* Records supplied *
━━━━━━
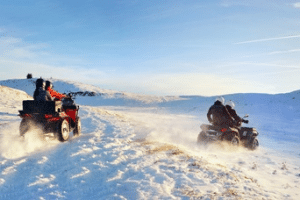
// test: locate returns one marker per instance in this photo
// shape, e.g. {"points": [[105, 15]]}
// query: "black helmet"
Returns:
{"points": [[40, 83], [48, 84]]}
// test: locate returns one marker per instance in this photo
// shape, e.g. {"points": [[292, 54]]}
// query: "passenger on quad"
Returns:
{"points": [[218, 115], [40, 94], [237, 119], [53, 93]]}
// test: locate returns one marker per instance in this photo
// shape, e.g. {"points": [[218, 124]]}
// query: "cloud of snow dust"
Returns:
{"points": [[12, 145], [181, 131]]}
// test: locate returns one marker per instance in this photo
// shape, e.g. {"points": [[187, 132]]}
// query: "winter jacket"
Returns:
{"points": [[41, 95], [232, 112], [218, 115], [55, 94]]}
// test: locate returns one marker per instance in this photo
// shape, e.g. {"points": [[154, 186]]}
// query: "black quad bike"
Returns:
{"points": [[235, 135], [58, 117]]}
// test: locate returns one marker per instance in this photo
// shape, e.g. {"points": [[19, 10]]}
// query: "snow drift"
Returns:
{"points": [[144, 147]]}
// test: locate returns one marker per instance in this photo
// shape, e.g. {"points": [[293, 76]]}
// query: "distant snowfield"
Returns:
{"points": [[130, 149]]}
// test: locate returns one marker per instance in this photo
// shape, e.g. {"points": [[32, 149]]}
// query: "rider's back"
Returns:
{"points": [[219, 115]]}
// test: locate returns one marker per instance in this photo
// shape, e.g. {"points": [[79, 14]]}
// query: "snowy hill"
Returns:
{"points": [[144, 147]]}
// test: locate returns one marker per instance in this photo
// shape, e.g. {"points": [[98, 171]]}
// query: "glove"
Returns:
{"points": [[246, 121]]}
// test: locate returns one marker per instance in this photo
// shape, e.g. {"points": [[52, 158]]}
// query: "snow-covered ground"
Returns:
{"points": [[135, 146]]}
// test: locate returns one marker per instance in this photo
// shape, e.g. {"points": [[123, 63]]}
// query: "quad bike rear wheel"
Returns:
{"points": [[63, 130], [77, 130]]}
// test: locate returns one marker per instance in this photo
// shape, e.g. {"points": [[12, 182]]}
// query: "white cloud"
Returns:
{"points": [[296, 5], [269, 39]]}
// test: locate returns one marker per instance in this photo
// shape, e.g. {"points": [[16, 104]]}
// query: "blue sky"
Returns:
{"points": [[167, 47]]}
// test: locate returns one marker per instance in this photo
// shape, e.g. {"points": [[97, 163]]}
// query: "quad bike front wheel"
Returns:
{"points": [[201, 137], [254, 144], [235, 141], [77, 130], [24, 126], [63, 130]]}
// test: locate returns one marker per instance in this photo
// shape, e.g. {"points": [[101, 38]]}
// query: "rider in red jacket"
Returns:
{"points": [[52, 92]]}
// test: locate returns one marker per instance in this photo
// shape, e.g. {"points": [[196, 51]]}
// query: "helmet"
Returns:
{"points": [[220, 99], [48, 84], [231, 104], [40, 83]]}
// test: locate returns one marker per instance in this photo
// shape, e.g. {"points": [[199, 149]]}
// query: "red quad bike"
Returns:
{"points": [[235, 135], [58, 117]]}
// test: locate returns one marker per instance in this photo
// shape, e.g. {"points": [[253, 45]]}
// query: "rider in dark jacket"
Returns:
━━━━━━
* Written problem *
Can the entries above be repeated exactly, without their pictures?

* Solution below *
// test: locate returns one marker per instance in this photo
// shape, e.g. {"points": [[105, 15]]}
// query: "black helmet"
Returns:
{"points": [[40, 83], [48, 84]]}
// test: locate returns one marker per instance in this photo
// shape, e.g. {"points": [[292, 54]]}
// query: "passenger on quad"
Returns:
{"points": [[218, 115], [40, 94], [237, 119], [53, 93]]}
// test: locate returns one marker per instance in this photo
// shape, e.g. {"points": [[218, 124]]}
// query: "cloud of snow dust"
Returns:
{"points": [[12, 145], [181, 131]]}
// test: locate returns one marker per instance in this photo
// shape, e.g. {"points": [[187, 132]]}
// query: "winter jacket"
Returns:
{"points": [[41, 95], [232, 112], [218, 115], [55, 94]]}
// test: locate returns one marker per instance in this photo
// shape, e.g. {"points": [[154, 186]]}
// query: "black quad bike"
Returns:
{"points": [[235, 135], [58, 117]]}
// test: locate returns one marker per instance in this photo
// shape, e.g. {"points": [[19, 10]]}
// query: "snow drift"
Returns:
{"points": [[144, 147]]}
// test: locate returns one marker per instance in this photo
// shape, e.g. {"points": [[293, 76]]}
// query: "distant snowfield"
Returns:
{"points": [[130, 149]]}
// test: locate returns one marker per instance in this photo
// shape, e.g. {"points": [[32, 149]]}
// query: "rider's back"
Returns:
{"points": [[219, 115]]}
// test: locate returns one marker per instance in this photo
// shape, e.g. {"points": [[79, 14]]}
// query: "snowy hill"
Returns:
{"points": [[144, 147]]}
// test: locate returns one marker per instance in this photo
// shape, e.g. {"points": [[98, 171]]}
// query: "glove"
Returns:
{"points": [[246, 121]]}
// test: locate returns one marker per instance in this photo
// shape, e.g. {"points": [[52, 158]]}
// query: "snow-covered ground"
Returns:
{"points": [[135, 146]]}
// test: locate returns one marker per instance in this photo
// shape, e.g. {"points": [[123, 63]]}
// query: "quad bike rear wheel"
Returns:
{"points": [[63, 130], [77, 130]]}
// test: locate returns one marker per instance in this photo
// shape, e.g. {"points": [[12, 182]]}
// query: "white cloud"
Returns:
{"points": [[296, 5], [269, 39]]}
// test: locate returns one marker per instance in this photo
// shape, e.g. {"points": [[16, 104]]}
// query: "blue sky"
Returns:
{"points": [[167, 47]]}
// test: locate returns one marker per instance in this photo
// shape, e.g. {"points": [[97, 163]]}
// query: "quad bike front wheel"
Returns:
{"points": [[201, 137], [254, 144], [235, 141], [77, 130], [24, 126], [63, 130]]}
// test: locate returns one marker per instance in this photo
// shape, e.g. {"points": [[101, 38]]}
// query: "rider in red jacket"
Returns:
{"points": [[52, 92]]}
// test: locate returns one marker per instance in this photo
// shape, e.g. {"points": [[196, 51]]}
// query: "helmet"
Returns:
{"points": [[220, 99], [48, 84], [231, 104], [40, 83]]}
// test: locate returns one marker per instance in this photo
// shape, e.g. {"points": [[199, 149]]}
// query: "red quad bike"
Returns:
{"points": [[235, 135], [58, 117]]}
// test: locate returns one marker per instance in this photo
// shape, e.g. {"points": [[253, 45]]}
// query: "rider in dark jacket"
Returns:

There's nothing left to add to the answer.